• [Task item]:
Render every line of the records below as a JSON list of strings, one string per line, omitting any blank lines.

------------------------------

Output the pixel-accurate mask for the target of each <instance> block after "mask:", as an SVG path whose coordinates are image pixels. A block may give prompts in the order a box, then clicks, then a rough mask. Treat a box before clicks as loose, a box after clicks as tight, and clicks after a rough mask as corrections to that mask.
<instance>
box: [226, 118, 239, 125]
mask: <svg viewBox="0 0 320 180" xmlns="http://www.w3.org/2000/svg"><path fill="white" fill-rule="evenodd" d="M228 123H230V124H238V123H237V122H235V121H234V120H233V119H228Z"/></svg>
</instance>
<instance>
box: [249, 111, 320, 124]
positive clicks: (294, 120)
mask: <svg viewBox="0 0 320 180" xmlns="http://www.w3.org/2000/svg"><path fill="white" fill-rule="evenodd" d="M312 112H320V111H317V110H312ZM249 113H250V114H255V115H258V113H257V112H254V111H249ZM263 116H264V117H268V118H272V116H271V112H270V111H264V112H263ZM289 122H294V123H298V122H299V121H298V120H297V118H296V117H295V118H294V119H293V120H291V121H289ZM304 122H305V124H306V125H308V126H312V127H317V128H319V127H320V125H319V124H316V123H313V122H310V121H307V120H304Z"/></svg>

------------------------------

• [Final answer]:
[
  "Output the pixel-accurate mask for the target of each <instance> block after \"mask:\", as an SVG path whose coordinates are image pixels. A block may give prompts in the order a box, then clicks, then a rough mask. Treat a box before clicks as loose, a box after clicks as tight, and clicks after a rough mask as corrections to that mask.",
  "<instance>",
  "box: [226, 118, 239, 125]",
  "mask: <svg viewBox=\"0 0 320 180\" xmlns=\"http://www.w3.org/2000/svg\"><path fill=\"white\" fill-rule=\"evenodd\" d=\"M228 123H230V124H238V123H237V122H235V121H234V120H233V119H228Z\"/></svg>",
  "</instance>",
  "<instance>",
  "box: [249, 111, 320, 124]",
  "positive clicks: (294, 120)",
  "mask: <svg viewBox=\"0 0 320 180\" xmlns=\"http://www.w3.org/2000/svg\"><path fill=\"white\" fill-rule=\"evenodd\" d=\"M312 112H320V111H317V110H312ZM249 113H250V114H255V115H258V113H257V112H254V111H249ZM263 116H264V117H268V118H272V116H271V112H270V111H264V112H263ZM289 122H294V123H298V122H299V121H298V120H297V118H296V117H295V118H294V119H293V120H291V121H289ZM304 122H305V124H306V125H308V126H312V127H317V128H319V127H320V125H319V124H316V123H313V122H310V121H307V120H304Z\"/></svg>"
]